» DIRECTIVE
Strip the pictures and reproduce the rest of the listing exactly.

++++ SUPPLIED INFORMATION

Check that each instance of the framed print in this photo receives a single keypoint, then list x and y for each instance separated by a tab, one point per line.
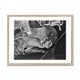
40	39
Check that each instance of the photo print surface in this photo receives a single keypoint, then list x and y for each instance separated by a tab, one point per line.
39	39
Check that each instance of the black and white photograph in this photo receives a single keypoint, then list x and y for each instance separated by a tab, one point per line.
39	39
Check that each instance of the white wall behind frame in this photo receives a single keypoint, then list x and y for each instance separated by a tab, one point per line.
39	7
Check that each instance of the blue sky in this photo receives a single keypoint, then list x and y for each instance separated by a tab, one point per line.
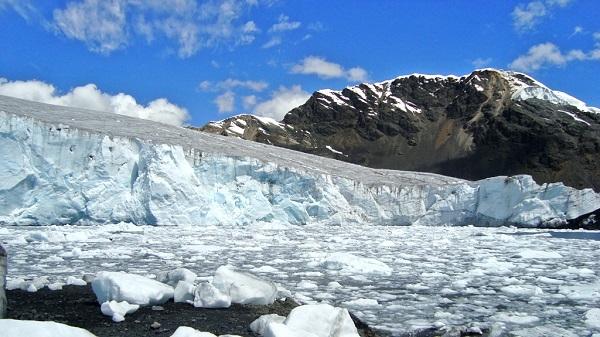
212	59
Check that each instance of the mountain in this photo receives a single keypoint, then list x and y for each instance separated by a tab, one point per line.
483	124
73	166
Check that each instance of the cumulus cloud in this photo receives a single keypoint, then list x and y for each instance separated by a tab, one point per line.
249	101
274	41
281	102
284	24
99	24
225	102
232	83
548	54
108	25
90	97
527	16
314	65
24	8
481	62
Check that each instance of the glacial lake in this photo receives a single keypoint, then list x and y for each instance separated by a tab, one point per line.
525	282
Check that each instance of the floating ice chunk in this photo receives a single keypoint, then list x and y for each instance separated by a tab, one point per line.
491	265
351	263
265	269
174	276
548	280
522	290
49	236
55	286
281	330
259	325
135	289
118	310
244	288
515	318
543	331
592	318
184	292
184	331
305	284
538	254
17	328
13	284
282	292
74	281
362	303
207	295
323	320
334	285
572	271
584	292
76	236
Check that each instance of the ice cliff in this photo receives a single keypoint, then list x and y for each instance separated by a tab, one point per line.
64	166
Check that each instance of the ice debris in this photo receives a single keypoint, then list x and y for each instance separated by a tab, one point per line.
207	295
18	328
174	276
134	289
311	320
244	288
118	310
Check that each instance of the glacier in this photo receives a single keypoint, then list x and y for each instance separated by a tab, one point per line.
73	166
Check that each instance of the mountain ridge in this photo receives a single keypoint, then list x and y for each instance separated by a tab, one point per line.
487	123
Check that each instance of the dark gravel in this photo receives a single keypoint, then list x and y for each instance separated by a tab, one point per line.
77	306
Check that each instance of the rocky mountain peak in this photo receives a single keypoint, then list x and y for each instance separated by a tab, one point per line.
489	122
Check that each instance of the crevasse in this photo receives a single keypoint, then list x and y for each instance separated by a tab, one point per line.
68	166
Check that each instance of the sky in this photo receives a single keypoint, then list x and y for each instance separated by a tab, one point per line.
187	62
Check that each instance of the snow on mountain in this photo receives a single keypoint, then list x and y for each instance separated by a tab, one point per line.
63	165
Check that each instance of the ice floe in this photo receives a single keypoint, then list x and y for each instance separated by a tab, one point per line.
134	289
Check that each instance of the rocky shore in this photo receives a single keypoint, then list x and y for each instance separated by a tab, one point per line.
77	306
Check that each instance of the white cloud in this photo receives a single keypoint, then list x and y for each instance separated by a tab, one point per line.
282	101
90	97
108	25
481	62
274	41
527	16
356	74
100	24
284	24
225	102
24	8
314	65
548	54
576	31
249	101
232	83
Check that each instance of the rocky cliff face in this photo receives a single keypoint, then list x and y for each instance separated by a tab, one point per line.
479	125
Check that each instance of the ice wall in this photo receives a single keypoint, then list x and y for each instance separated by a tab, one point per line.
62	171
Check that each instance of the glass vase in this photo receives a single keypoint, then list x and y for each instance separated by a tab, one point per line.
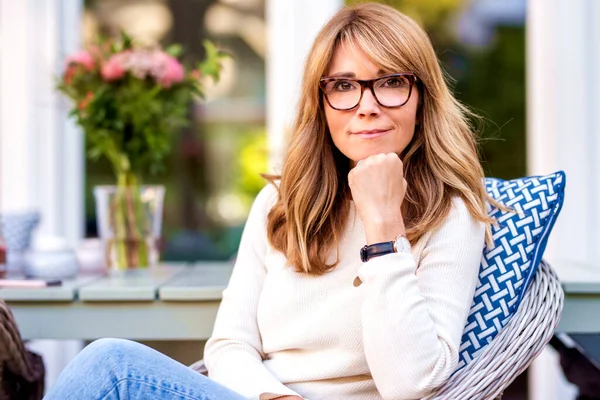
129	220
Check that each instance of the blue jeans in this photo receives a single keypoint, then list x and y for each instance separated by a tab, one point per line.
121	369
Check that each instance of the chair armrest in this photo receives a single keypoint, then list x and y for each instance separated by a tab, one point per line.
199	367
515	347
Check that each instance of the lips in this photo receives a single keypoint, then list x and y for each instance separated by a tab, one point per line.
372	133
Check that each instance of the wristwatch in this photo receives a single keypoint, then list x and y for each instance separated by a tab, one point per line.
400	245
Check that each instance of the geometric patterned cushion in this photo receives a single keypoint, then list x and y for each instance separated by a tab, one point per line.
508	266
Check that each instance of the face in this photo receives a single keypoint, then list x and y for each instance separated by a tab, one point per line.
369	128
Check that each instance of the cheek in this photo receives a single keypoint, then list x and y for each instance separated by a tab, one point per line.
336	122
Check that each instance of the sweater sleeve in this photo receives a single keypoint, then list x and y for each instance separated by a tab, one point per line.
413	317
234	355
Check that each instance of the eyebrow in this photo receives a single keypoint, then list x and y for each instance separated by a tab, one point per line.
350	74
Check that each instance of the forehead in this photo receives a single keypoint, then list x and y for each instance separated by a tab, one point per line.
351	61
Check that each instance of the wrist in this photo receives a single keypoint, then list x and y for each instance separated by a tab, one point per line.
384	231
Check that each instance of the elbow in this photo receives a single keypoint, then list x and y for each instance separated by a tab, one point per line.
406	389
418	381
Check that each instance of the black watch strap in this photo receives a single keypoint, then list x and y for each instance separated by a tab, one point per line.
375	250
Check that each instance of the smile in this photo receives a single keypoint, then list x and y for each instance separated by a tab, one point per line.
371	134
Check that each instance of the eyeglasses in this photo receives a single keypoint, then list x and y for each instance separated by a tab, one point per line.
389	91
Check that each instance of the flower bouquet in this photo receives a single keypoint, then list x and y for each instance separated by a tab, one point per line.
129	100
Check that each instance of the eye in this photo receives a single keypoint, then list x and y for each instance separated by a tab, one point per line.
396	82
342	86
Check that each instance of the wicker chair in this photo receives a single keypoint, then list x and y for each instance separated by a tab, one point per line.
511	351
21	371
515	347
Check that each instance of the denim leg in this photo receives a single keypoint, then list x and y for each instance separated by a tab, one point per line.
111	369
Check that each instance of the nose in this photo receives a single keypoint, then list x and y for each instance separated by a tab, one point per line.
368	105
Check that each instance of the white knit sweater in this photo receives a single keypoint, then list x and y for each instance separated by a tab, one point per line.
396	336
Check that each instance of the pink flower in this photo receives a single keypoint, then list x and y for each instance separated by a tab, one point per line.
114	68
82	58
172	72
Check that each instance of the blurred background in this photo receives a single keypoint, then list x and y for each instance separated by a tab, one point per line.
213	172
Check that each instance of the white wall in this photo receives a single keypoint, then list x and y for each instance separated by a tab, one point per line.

++++++++

» CORRECT ANSWER
Check that each instance of the framed print in this photo receives a single keypoint, then list x and y for each instance separated by a tab, one point per line.
40	39
Check that each instance of the photo print surface in this photo receives a single keypoint, then list x and y for each instance separated by a tab, one point per line.
39	39
Check that each instance of the black and white photograph in this photo receives a single keypoint, then list x and y for each instance separated by a tab, one point per line.
39	39
Check that each instance of the white wall behind frame in this photo receives a single keypoint, then list x and y for each instance separated by a tab, one point per line.
39	7
Check that each instance of the blue sky in this photo receives a single keypoint, then list x and y for each instance separated by a tab, one point per line.
212	59
Check that each instance of the mountain in this photo receives a single keypoint, then list x and y for each instance separated by a tab, one point per line.
483	124
73	166
Check that each instance of the cumulus cloud in this photo receives a single keypoint, then list x and y for each instance separated by a tab, one point per line.
249	101
274	41
281	102
284	24
99	24
225	102
232	83
548	54
108	25
90	97
527	16
314	65
24	8
481	62
Check that each instance of the glacial lake in this photo receives a single keypoint, then list x and y for each instance separated by a tab, one point per line.
525	282
Check that each instance of the floating ice chunk in this photo receives a single keypoint, then list x and y for each instance separated by a tab, one point per line.
491	265
351	263
265	269
174	276
548	280
522	290
49	236
55	286
281	330
259	325
135	289
118	310
244	288
515	318
543	331
592	318
184	292
184	331
305	284
538	254
17	328
13	284
282	292
74	281
362	303
207	295
323	320
334	285
572	271
584	292
76	236
Check that each instance of the ice cliff in this photo receives a single keypoint, then list x and y for each instance separated by a tab, one point per line.
64	166
Check that each instance of the ice debris in this photo receives a single keypoint, then list x and y for each instance separated by a tab, one point per line.
207	295
18	328
174	276
134	289
311	320
244	288
118	310
Check that each instance of the glacier in this photo receives a single keypoint, then list x and y for each instance separated by a tab, one point per line.
73	166
Check that each instance of the mountain ridge in this photo receives a single keypoint, then list x and y for each instance separated by a tab, one point per line.
487	123
Check that each instance of the dark gravel in this photo receives a single keypoint, then list x and y for each instance separated by a tab, one point per line.
77	306
Check that each instance of the rocky mountain peak in this photo receives a single keypoint, then list x and y for each instance separated by a tab, one point per line.
489	122
Check that each instance of the crevasse in this photo receives a single keypoint, then list x and y for each instance separated by a tab, one point per line.
68	166
Check that each instance of the sky in this photo receives a single keypoint, then list x and y for each instance separated by a tab, one point per line.
187	62
Check that each instance of the snow on mountain in this photo receives a single keypoint, then list x and y for each instance separated by a tab, one point per line.
63	165
Check that each instance of the ice floe in this photo receives a single keypoint, then list x and y for each instance separated by a tab, one point per line.
134	289
Check that each instance of the rocky shore in this photo receives a single keypoint, then list x and y for each instance separated by a tab, one point per line.
77	306
Check that each instance of the white cloud in this photo receives a single keypoint, then list x and y for each instance separated by a tab, one point per line.
282	101
90	97
108	25
481	62
274	41
527	16
356	74
100	24
284	24
225	102
24	8
314	65
548	54
576	31
249	101
232	83
Check that each instance of the rocky cliff face in this photo receives a single keypoint, then list x and y for each instance separated by a tab, one point per line.
479	125
Check that each instance of the ice wall in this photo receives a single keypoint, then list x and y for each instance separated by a tab, one point per line.
62	171
Check that each instance of the glass vase in this photo receives a single keypoint, then list x and y for each instance separated by a tab, one point per line.
129	220
Check that each instance of the blue jeans in this photo receives a single keypoint, then list x and y for each instance separated by a tab, one point per line.
121	369
Check that each instance of the chair armrest in this photo receives a single keypoint, then list x and y for each instance separated by a tab, one point per line.
199	367
515	347
Check that each instance of the lips in this photo receives a single keypoint, then list x and y for each instance separated by a tab, one point per line.
372	133
Check that each instance of the wristwatch in this photo receives a single keypoint, then list x and y for each instance separated by a tab, one point per line.
400	245
Check that each instance of the geometric patterned cushion in this photo receives a single keypoint, then list x and y for each instance separated by a tab, one point per line.
508	266
Check that each instance of the face in this photo receives a single keypoint, then list x and y for each instance separated by a tab, one point per line.
369	128
Check that each instance of the cheek in this photo receives a single keypoint, then list x and y for each instance separated by a tab, one point per line.
336	122
Check that each instance of the sweater sleeve in this photo receives a single keypoint, then list x and y for each instance separated by a tab, one point per line.
413	317
234	355
Check that each instance of the eyebrow in this photo receives a single keypoint, then list x and y for each instance separated by a tab, one point per line.
350	74
Check that each instance of the forehead in this photo receives a single keypoint, then list x and y for each instance separated by a tab, one point per line.
351	61
Check that each instance of the wrist in this photo receives a single keypoint, then list x and y for each instance separated by a tab, one point per line.
384	231
Check that each instance of the elbow in this photo receives a single keypoint, then list x and y for each instance separated by a tab, one point per line.
406	389
418	381
Check that each instance of the black watch strap in this photo receives a single keypoint, then list x and y for each instance separated by a tab, one point per line.
375	250
Check that each instance of the smile in this photo receives a single keypoint, then list x and y for each instance separated by a tab, one point per line.
371	134
Check that each instance of the eyeglasses in this photo receives a single keypoint, then list x and y for each instance separated by a tab, one point per line.
389	91
Check that each instance of the flower bouquet in this photo receives a single keypoint, then list x and y for each instance separated by a tab, one point per line.
129	100
Check that each instance of the eye in this photo receives a single keypoint, then list x and y for each instance separated by a tab, one point per line.
396	82
342	86
Check that each instance of the wicker chair in this photo receives a single keypoint, then list x and y for each instance separated by a tab, one point per line.
511	351
21	371
515	347
Check that each instance of the denim leg in this photo receives a single keypoint, then list x and y for each instance separated by a tab, one point per line.
111	369
Check that each instance of the nose in this photo receives a single keypoint, then list x and y for each instance separated by a tab, one point per line.
368	105
Check that each instance of the white knit sweater in this photo receives a single keypoint, then list x and y for each instance separated by a tab, one point per line.
396	336
Check that each instance of the pink flower in this photo receives a single keypoint, then list x and y for each instance separated by a tab, one point per line.
114	68
82	58
172	72
Check that each instance of the blurred background in this photo receives a single keypoint, then list x and y for each instance separated by a tab, one point per line.
213	172
Check that each instance of the white wall in this photo receives a single keypoint, then list x and y for each instance separated by a tab, one point per line.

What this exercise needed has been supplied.